* [Written exercise]: Reproduce word for word the lines of the records beginning with the line containing "Mark one point on every instance of the woman" and continuing through the line containing "Target: woman in yellow dress", both included.

* [Raw data]:
= = = = =
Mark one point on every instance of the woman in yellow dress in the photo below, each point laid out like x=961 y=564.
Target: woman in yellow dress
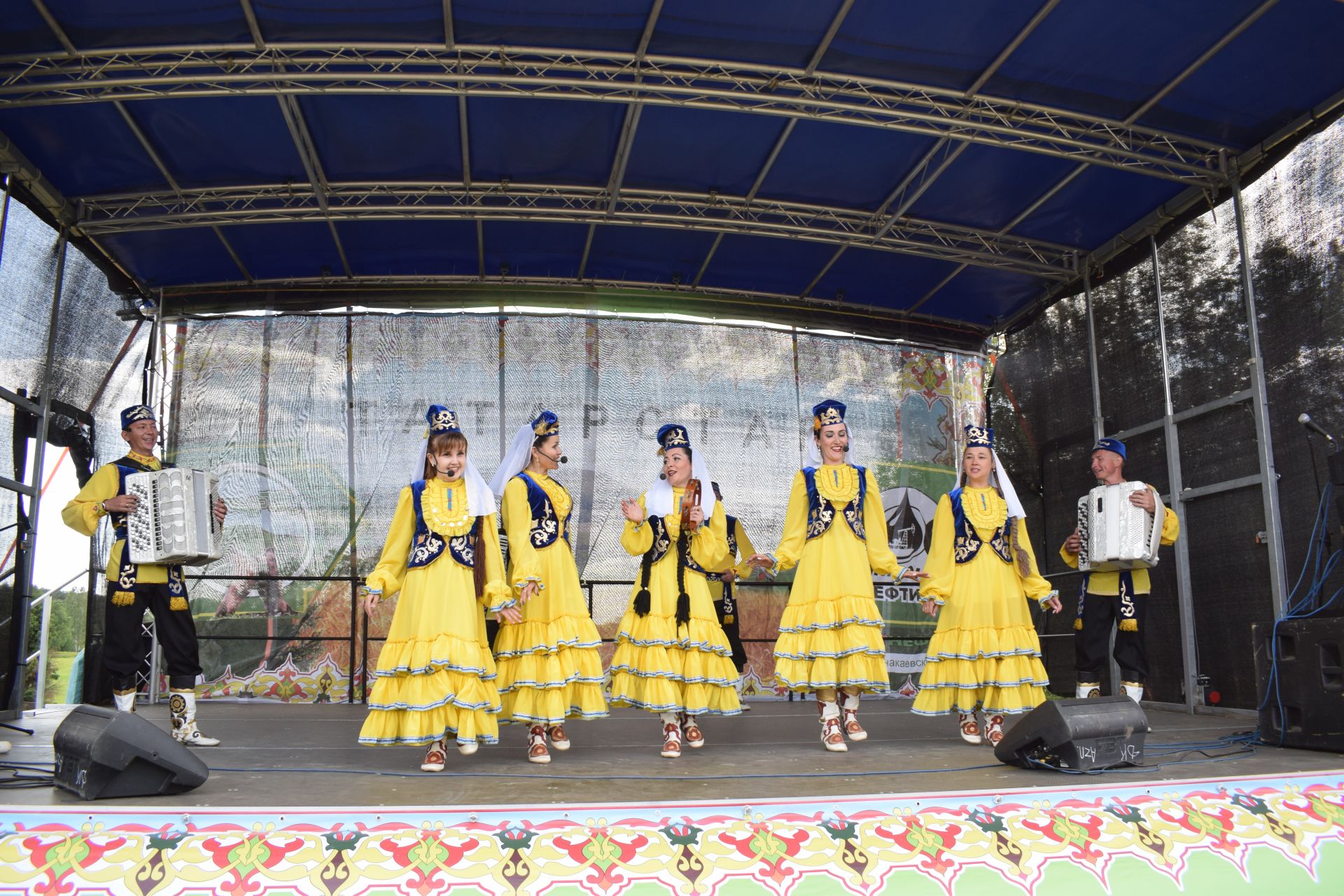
= = = = =
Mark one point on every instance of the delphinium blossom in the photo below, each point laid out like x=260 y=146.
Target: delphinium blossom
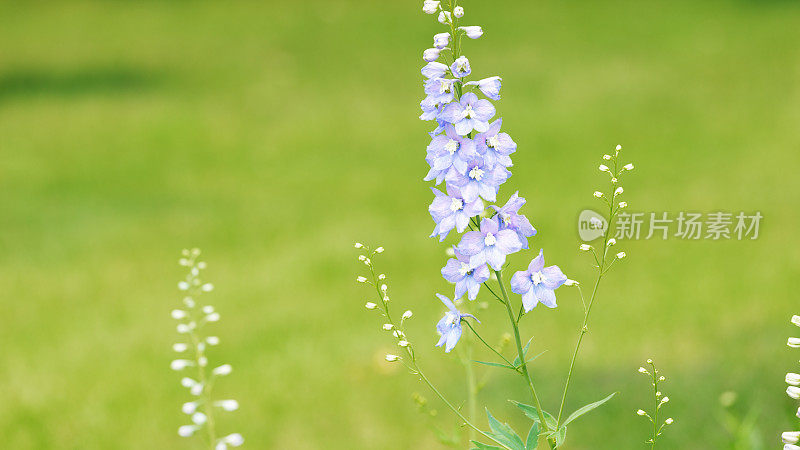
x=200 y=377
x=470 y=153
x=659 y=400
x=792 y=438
= = = = =
* [Exercise solution]:
Mark one point on every instance of the woman in yellow dress in the photo below, each point laid out like x=961 y=564.
Target: woman in yellow dress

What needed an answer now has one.